_DIRECTIONS FOR THIS TASK:_
Line by line, copy the records below exactly and leave the pictures out.

(Saved data entries)
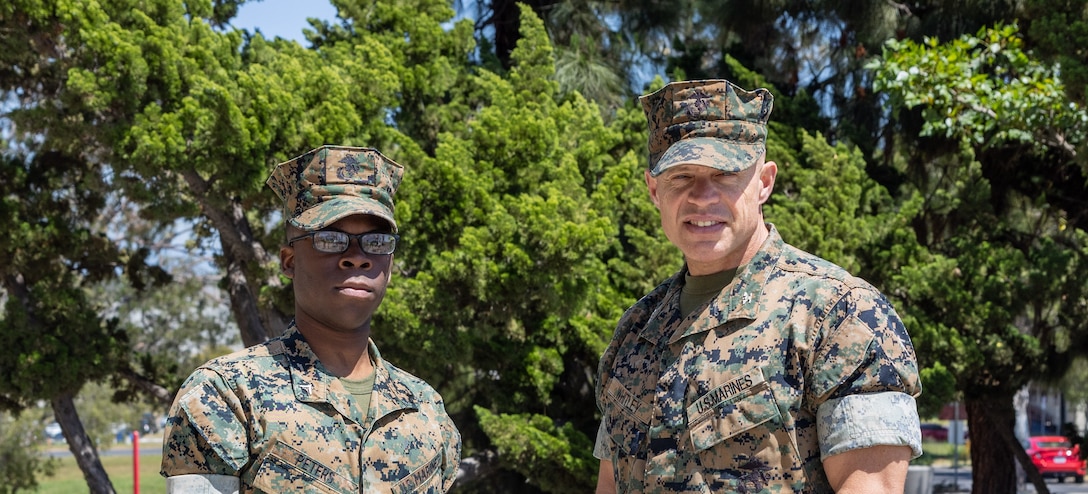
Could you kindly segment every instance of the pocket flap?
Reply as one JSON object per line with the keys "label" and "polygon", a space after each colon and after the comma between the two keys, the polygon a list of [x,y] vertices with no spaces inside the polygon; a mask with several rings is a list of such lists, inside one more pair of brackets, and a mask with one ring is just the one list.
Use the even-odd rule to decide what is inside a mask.
{"label": "pocket flap", "polygon": [[778,403],[759,369],[718,386],[688,406],[696,449],[707,449],[778,417]]}

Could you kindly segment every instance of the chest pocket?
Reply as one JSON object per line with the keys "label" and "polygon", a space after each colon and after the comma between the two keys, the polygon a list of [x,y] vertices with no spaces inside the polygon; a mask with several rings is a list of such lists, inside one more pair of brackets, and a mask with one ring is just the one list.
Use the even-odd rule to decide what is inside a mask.
{"label": "chest pocket", "polygon": [[435,455],[426,464],[409,474],[393,486],[392,492],[397,494],[425,493],[442,494],[442,455]]}
{"label": "chest pocket", "polygon": [[348,494],[359,485],[332,468],[281,441],[268,448],[254,466],[252,485],[260,492]]}
{"label": "chest pocket", "polygon": [[770,383],[759,369],[719,385],[687,407],[691,441],[699,451],[774,421],[779,415]]}

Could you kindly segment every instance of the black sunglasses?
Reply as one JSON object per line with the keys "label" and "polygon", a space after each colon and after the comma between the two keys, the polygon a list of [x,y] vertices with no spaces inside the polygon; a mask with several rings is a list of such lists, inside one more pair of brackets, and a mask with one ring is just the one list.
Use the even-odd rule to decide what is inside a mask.
{"label": "black sunglasses", "polygon": [[363,252],[375,256],[392,254],[394,250],[397,250],[397,240],[400,239],[399,235],[393,233],[367,232],[352,235],[344,232],[321,230],[292,238],[287,241],[287,245],[292,245],[307,237],[313,239],[314,249],[329,254],[339,254],[348,250],[351,239],[357,238],[359,239],[359,247],[363,249]]}

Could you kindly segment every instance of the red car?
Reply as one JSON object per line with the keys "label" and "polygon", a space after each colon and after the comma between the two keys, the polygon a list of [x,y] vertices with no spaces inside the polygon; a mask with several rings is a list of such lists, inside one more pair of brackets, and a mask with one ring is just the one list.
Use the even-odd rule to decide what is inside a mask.
{"label": "red car", "polygon": [[1032,436],[1028,439],[1028,456],[1043,477],[1057,477],[1058,482],[1072,475],[1077,483],[1084,482],[1085,461],[1080,446],[1062,436]]}
{"label": "red car", "polygon": [[941,424],[922,424],[922,441],[948,442],[948,427]]}

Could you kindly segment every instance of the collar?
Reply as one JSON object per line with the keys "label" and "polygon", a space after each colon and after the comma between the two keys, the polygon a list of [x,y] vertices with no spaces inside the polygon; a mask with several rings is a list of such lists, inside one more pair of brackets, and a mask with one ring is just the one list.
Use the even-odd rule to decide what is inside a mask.
{"label": "collar", "polygon": [[786,245],[774,225],[767,223],[767,228],[770,230],[767,239],[747,264],[737,268],[733,281],[701,312],[693,312],[686,318],[680,313],[680,290],[684,285],[687,265],[682,267],[666,281],[668,289],[639,331],[639,336],[655,344],[671,344],[732,320],[755,319],[763,290],[772,273],[771,268],[778,264]]}
{"label": "collar", "polygon": [[365,415],[367,422],[403,409],[418,409],[419,396],[408,385],[392,375],[393,367],[382,359],[374,340],[368,341],[370,358],[374,362],[374,391],[370,397],[370,413],[356,410],[351,393],[340,380],[318,360],[306,338],[292,321],[282,336],[268,343],[272,355],[283,355],[291,372],[291,388],[295,399],[306,403],[328,403],[341,415],[354,418]]}

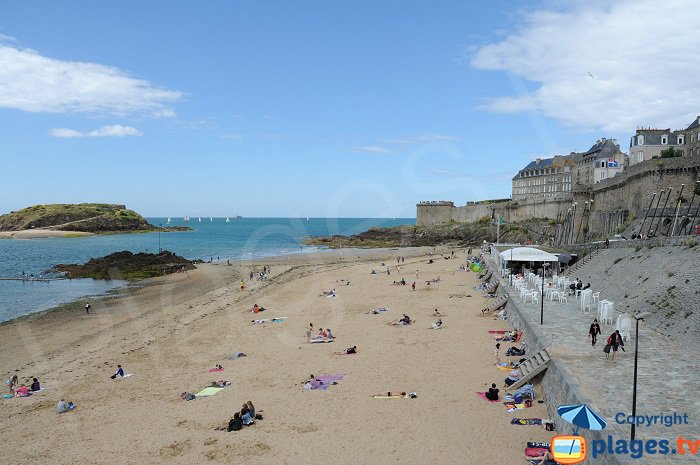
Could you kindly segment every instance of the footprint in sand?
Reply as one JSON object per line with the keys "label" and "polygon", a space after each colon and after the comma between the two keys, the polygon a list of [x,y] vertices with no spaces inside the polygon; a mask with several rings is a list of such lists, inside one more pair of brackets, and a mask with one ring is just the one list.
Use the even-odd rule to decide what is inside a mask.
{"label": "footprint in sand", "polygon": [[190,444],[189,439],[182,442],[175,441],[167,447],[162,447],[159,453],[161,457],[178,457],[180,455],[183,455],[191,448],[192,445]]}

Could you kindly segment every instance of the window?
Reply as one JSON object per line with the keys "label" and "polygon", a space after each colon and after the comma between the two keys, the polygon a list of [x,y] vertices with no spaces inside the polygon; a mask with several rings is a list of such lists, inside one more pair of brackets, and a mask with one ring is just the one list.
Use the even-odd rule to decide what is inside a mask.
{"label": "window", "polygon": [[685,144],[685,137],[678,136],[678,145],[684,145],[684,144]]}
{"label": "window", "polygon": [[605,179],[605,171],[600,172],[600,179]]}
{"label": "window", "polygon": [[661,136],[661,145],[668,144],[668,136]]}
{"label": "window", "polygon": [[644,134],[639,134],[637,136],[637,145],[644,145]]}
{"label": "window", "polygon": [[637,152],[637,163],[644,161],[644,150]]}

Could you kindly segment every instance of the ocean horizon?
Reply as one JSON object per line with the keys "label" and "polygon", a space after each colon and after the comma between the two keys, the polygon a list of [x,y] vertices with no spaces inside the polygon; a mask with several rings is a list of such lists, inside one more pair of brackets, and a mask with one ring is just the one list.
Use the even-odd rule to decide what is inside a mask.
{"label": "ocean horizon", "polygon": [[[168,222],[170,219],[170,222]],[[88,237],[0,240],[0,277],[44,275],[59,263],[84,263],[128,250],[168,250],[187,259],[250,260],[323,247],[301,246],[307,236],[358,234],[371,227],[415,224],[415,218],[190,218],[149,217],[156,226],[189,226],[192,231],[110,234]],[[44,311],[88,296],[103,295],[124,281],[72,279],[51,282],[0,281],[0,322]]]}

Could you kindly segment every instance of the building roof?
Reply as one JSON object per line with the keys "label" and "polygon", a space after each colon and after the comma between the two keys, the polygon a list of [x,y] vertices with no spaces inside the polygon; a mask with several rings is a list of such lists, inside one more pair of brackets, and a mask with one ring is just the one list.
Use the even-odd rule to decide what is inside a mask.
{"label": "building roof", "polygon": [[[682,136],[670,129],[638,129],[637,134],[630,139],[630,147],[639,145],[639,136],[644,136],[644,145],[680,145],[678,138]],[[661,138],[668,136],[666,144],[661,143]]]}
{"label": "building roof", "polygon": [[617,141],[615,139],[602,138],[593,144],[587,152],[583,152],[581,157],[587,158],[595,155],[596,159],[613,158],[617,153],[620,153],[620,146],[617,145]]}
{"label": "building roof", "polygon": [[556,262],[556,255],[533,247],[513,247],[500,253],[501,260],[506,262]]}
{"label": "building roof", "polygon": [[685,128],[685,129],[686,129],[686,131],[687,131],[688,129],[697,128],[698,126],[700,126],[700,116],[698,116],[697,118],[695,118],[695,121],[693,121],[692,123],[690,123],[690,126],[688,126],[688,127]]}

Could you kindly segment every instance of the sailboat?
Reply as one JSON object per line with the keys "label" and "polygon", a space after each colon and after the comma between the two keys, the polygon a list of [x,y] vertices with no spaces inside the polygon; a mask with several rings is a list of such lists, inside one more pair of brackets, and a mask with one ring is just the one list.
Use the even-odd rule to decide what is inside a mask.
{"label": "sailboat", "polygon": [[170,217],[168,217],[168,223],[170,223]]}
{"label": "sailboat", "polygon": [[185,221],[189,221],[189,220],[190,220],[190,217],[189,217],[189,216],[185,216],[183,219],[184,219]]}
{"label": "sailboat", "polygon": [[202,217],[197,218],[197,221],[202,222]]}
{"label": "sailboat", "polygon": [[226,217],[226,222],[227,222],[227,223],[230,223],[231,220],[229,220],[228,217]]}
{"label": "sailboat", "polygon": [[210,216],[210,217],[209,217],[209,221],[214,221],[214,218],[212,218],[212,217]]}

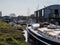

_REPLY TO THE EXERCISE:_
Could you kindly segment every instance of the pocket flap?
Reply as one JSON object per line with the keys "label" and "polygon", a space after each colon and after the comma between the two keys, the polygon a list of [x,y] vertices with no spaces inside the polygon; a mask with several rings is a list of such lists, inside one more pair of brackets, and a mask with one ring is just the one list.
Use the even-odd rule to decide what is inside a mask.
{"label": "pocket flap", "polygon": [[778,403],[759,369],[718,386],[688,406],[696,449],[707,449],[778,417]]}

Could you kindly segment every instance of the chest pocket?
Reply as one JSON object per line with the keys "label" and "polygon", a space after each colon and after the comma between the two keys, the polygon a list of [x,y] vertices with no spaces inside the polygon; a mask with several rings is a list of such lists, inside one more pair of brackets, and a mask with one ring is just the one list.
Use the even-odd rule to decide what is inside a mask.
{"label": "chest pocket", "polygon": [[435,455],[426,464],[409,474],[393,486],[392,492],[397,494],[425,493],[442,494],[442,455]]}
{"label": "chest pocket", "polygon": [[348,494],[359,485],[332,468],[281,441],[268,448],[254,466],[252,485],[260,492]]}
{"label": "chest pocket", "polygon": [[770,383],[759,369],[719,385],[687,407],[691,441],[699,451],[774,421],[779,415]]}

Could you kindly segment every instance of the black sunglasses?
Reply as one JSON object per line with the keys "label" and "polygon", a space after each colon and after the comma between the two keys, the polygon a list of [x,y] vertices with no spaces inside the polygon; a mask with several rings is a list of such lists, inside one more pair of brackets, and a mask with one ring is just the one list.
Use the even-odd rule to decide what is inside a mask.
{"label": "black sunglasses", "polygon": [[363,252],[375,256],[392,254],[394,250],[397,250],[397,240],[400,239],[399,235],[393,233],[367,232],[352,235],[344,232],[321,230],[292,238],[287,241],[287,245],[292,245],[307,237],[313,239],[314,249],[329,254],[339,254],[348,250],[351,239],[357,238],[359,239],[359,247],[363,249]]}

Could you kindly segment every instance of the red car?
Reply as one JSON object per line with the keys "label" and "polygon", a space after each colon and after the comma between the two keys, the polygon a list of [x,y] vertices with no spaces inside the polygon; a mask with several rings is a list of such lists, inside one more pair of brackets, and a mask with one ring is just the one list.
Use the even-odd rule to decide what is inside a mask.
{"label": "red car", "polygon": [[1032,436],[1028,439],[1028,456],[1043,477],[1057,477],[1058,482],[1072,475],[1077,483],[1084,482],[1085,461],[1080,446],[1062,436]]}
{"label": "red car", "polygon": [[941,424],[922,424],[922,441],[948,442],[948,427]]}

Could you kindly segment every instance of the collar?
Reply as one JSON object per line with the keys "label" and "polygon", a space after each colon and after the comma between the two keys, the polygon a list of [x,y] vertices with no spaces inside the polygon; a mask with several rings is a list of such lists, inside one more pair of brackets, and a mask with one ring is just the one list.
Use the even-odd rule to decide what is inside a mask.
{"label": "collar", "polygon": [[786,245],[774,225],[767,223],[767,228],[770,230],[767,239],[747,264],[737,268],[733,281],[701,312],[693,312],[686,318],[680,313],[680,290],[684,285],[687,265],[682,267],[666,281],[668,289],[639,331],[639,336],[655,344],[671,344],[732,320],[755,319],[763,290],[772,273],[771,268],[778,264]]}
{"label": "collar", "polygon": [[365,415],[367,422],[403,409],[418,409],[419,396],[408,385],[392,375],[393,367],[382,359],[374,340],[368,341],[370,358],[374,362],[374,391],[370,397],[370,413],[356,410],[351,393],[340,380],[318,360],[306,338],[292,321],[282,336],[268,343],[272,355],[283,355],[291,372],[291,388],[295,399],[306,403],[328,403],[341,415],[354,418]]}

Could you kindly segment every instance of the footprint in sand?
Reply as one JSON object per line with the keys "label" and "polygon", a space after each colon and after the comma between the two keys, the polygon a list of [x,y] vertices with no spaces inside the polygon; a mask with several rings is a list of such lists, inside one more pair of brackets, and a mask with one ring is just the one list.
Use the even-odd rule to decide what is inside a mask.
{"label": "footprint in sand", "polygon": [[190,444],[189,439],[182,442],[175,441],[167,447],[162,447],[159,453],[161,457],[178,457],[180,455],[183,455],[191,448],[192,445]]}

Could you kindly segment every instance of the window?
Reply as one JSON object per line with the keys "label" and "polygon", a space after each colon and after the comma between the two keys, the polygon a list of [x,y] vertices with no spaces inside the polygon; a mask with several rings is a list of such lists, inside one more pair of brackets, and a mask with one ring is just the one list.
Use the even-odd rule to decide what is inside a mask.
{"label": "window", "polygon": [[685,144],[685,137],[678,136],[678,145],[684,145],[684,144]]}
{"label": "window", "polygon": [[605,179],[605,171],[600,172],[600,179]]}
{"label": "window", "polygon": [[661,136],[661,145],[668,144],[668,136]]}
{"label": "window", "polygon": [[644,134],[639,134],[637,136],[637,145],[644,145]]}
{"label": "window", "polygon": [[637,152],[637,163],[644,161],[644,150]]}

Could you kindly segment every instance of the ocean horizon?
Reply as one JSON object per line with the keys "label" and "polygon", a space after each colon and after the comma between the two keys, the polygon a list of [x,y] vertices with no spaces inside the polygon; a mask with several rings is a list of such lists, inside one more pair of brackets, and a mask with one ring is just the one list.
Use the even-odd rule to decide what is inside a mask.
{"label": "ocean horizon", "polygon": [[[168,222],[170,219],[170,222]],[[88,237],[0,240],[0,277],[44,275],[59,263],[84,263],[128,250],[168,250],[187,259],[250,260],[323,247],[301,246],[307,236],[358,234],[371,227],[415,224],[415,218],[190,218],[149,217],[156,226],[189,226],[192,231],[110,234]],[[44,311],[88,296],[103,295],[124,281],[72,279],[51,282],[0,281],[0,322]]]}

Could you kindly segment every instance of the building roof?
Reply as one JSON object per line with the keys "label" and "polygon", a space after each colon and after the comma between the two keys, the polygon a list of [x,y] vertices with no spaces inside the polygon; a mask with several rings is a list of such lists, inside one more pair of brackets, and a mask with one ring is just the one list.
Use the even-odd rule to decide what is inside a mask.
{"label": "building roof", "polygon": [[[682,136],[670,129],[638,129],[637,134],[630,139],[630,147],[639,145],[639,136],[644,136],[644,145],[680,145],[678,138]],[[661,138],[668,136],[666,144],[661,143]]]}
{"label": "building roof", "polygon": [[617,141],[615,139],[602,138],[593,144],[587,152],[583,152],[581,157],[587,158],[595,155],[596,159],[613,158],[617,153],[620,153],[620,146],[617,145]]}
{"label": "building roof", "polygon": [[556,262],[556,255],[533,247],[513,247],[500,253],[501,260],[506,262]]}
{"label": "building roof", "polygon": [[685,128],[685,129],[686,129],[686,131],[687,131],[688,129],[697,128],[698,126],[700,126],[700,116],[698,116],[697,118],[695,118],[695,121],[693,121],[692,123],[690,123],[690,126],[688,126],[688,127]]}

Could you kindly segment every instance of the sailboat?
Reply as one JSON object per line with the keys "label" and "polygon", a space after each colon and after the comma between the two keys, the polygon a list of [x,y] vertices with no spaces inside the polygon; a mask with several rings is a list of such lists, inside one more pair of brackets, and a mask with one ring is just the one list.
Use the even-odd rule to decide what is inside a mask.
{"label": "sailboat", "polygon": [[170,217],[168,217],[168,223],[170,223]]}
{"label": "sailboat", "polygon": [[185,221],[189,221],[189,220],[190,220],[190,217],[189,217],[189,216],[185,216],[183,219],[184,219]]}
{"label": "sailboat", "polygon": [[202,217],[197,218],[197,221],[202,222]]}
{"label": "sailboat", "polygon": [[226,217],[226,222],[227,222],[227,223],[230,223],[231,220],[229,220],[228,217]]}
{"label": "sailboat", "polygon": [[210,216],[210,217],[209,217],[209,221],[214,221],[214,218],[212,218],[212,217]]}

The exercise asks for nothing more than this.